- [Work to do]: Will you print all of the data below word for word, without changing a single character?

- [Dataset records]:

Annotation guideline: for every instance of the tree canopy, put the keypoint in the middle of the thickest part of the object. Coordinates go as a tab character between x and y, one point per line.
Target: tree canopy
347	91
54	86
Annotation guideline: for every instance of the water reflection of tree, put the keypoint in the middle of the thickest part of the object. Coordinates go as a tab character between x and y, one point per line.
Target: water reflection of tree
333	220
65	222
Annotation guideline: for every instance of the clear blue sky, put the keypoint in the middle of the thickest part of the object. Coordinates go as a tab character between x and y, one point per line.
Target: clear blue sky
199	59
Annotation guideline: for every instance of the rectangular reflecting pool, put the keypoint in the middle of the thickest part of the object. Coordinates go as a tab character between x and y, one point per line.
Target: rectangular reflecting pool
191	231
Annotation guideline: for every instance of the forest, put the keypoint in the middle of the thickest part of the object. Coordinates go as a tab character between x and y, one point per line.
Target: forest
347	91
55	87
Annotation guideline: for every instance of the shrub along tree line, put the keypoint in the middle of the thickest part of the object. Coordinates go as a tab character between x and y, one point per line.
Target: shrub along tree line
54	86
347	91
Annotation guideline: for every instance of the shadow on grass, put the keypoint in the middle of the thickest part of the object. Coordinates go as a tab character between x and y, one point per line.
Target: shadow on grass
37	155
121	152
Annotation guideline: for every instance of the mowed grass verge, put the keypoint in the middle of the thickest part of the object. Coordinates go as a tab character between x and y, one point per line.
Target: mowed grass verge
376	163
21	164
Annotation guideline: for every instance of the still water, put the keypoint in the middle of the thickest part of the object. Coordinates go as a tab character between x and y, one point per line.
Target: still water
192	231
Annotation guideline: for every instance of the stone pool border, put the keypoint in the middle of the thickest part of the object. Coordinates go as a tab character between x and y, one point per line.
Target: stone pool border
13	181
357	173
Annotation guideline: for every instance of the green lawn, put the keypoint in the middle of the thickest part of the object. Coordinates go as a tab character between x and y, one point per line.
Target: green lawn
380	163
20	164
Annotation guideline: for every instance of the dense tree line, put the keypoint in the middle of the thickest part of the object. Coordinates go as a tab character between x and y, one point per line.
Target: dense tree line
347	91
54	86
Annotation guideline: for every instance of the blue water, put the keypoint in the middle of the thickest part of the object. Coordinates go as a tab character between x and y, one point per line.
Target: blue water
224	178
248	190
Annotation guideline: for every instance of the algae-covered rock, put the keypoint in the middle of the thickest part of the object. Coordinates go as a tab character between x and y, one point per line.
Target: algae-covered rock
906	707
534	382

- [Result for this task]:
Annotation guideline: for every instance of the tree canopy, put the keypoint in the middle of the thickest part of the object. Coordinates go as a tab character between x and y, one point per line.
Target: tree canopy
347	91
54	86
Annotation guideline: for every instance of the water reflection of tree, put the keypoint in the middle of the thickest part of the object. Coordinates go as a tab character between x and y, one point per line.
Target: water reflection of tree
333	220
65	222
Annotation guideline: for every instance of the clear blue sky, put the keypoint in the middle of the thickest part of the object. Coordinates go as a tab character between x and y, one point per line.
Target: clear blue sky
199	59
Annotation guideline: for every instance of the rectangular reflecting pool, put the keypoint in the middle of the thickest part of the object. Coordinates go as a tab character between x and y, one point per line.
Target: rectangular reflecting pool
191	231
Annotation guideline: for every instance of the forest, put the keypoint in the middle of the thickest part of the object. Coordinates go as a tab character between x and y, one point per line.
Target: forest
347	91
55	87
Annotation guideline: for every instance of the shrub along tree line, put the keypoint in the middle of the thickest part of the object. Coordinates go as a tab character between x and y, one point per line.
Target: shrub along tree line
54	86
347	91
Annotation guideline: for every instance of the shadow on grass, put the keypoint in the middle of the thickest part of the object. Coordinates go as a tab character between x and y, one point per line.
Target: shadow on grass
37	155
121	152
Annotation guideline: for every instance of the mowed grass verge, put the keypoint in the middle of the thickest part of the object. Coordinates go as a tab character between x and y, one point per line.
Target: mowed grass verge
376	163
21	164
Annotation guideline: for every instance of the still water, put the keypoint in the middle of the thickest part of the object. Coordinates go as a tab character between x and y, one point per line.
Target: still water
192	231
Annotation guideline: for every instance of the stone pool border, put the keypoint in the middle of the thickest part of the object. Coordinates go as a tab character between x and y, one point per line.
Target: stone pool border
13	181
357	173
Annotation guideline: for every instance of the green lawn, put the keypoint in the middle of the thickest part of the object. Coordinates go as a tab character between x and y, one point per line.
Target: green lawn
380	163
20	164
Annotation guideline: for every instance of the dense tree line, put the keypoint in the middle of the thickest part of the object. Coordinates go as a tab character between x and y, one point per line.
Target: dense tree line
347	91
54	86
Annotation guideline: for every instance of the blue water, put the keypoint in the middle of the thickest part of the object. Coordinates go as a tab character between x and y, one point per line.
Target: blue water
224	178
248	190
Annotation guideline: for every instance of the algae-covered rock, put the keypoint in the middle of the thickest part of the object. Coordinates go as a tab character between x and y, one point per line.
Target: algae-covered rock
906	707
534	382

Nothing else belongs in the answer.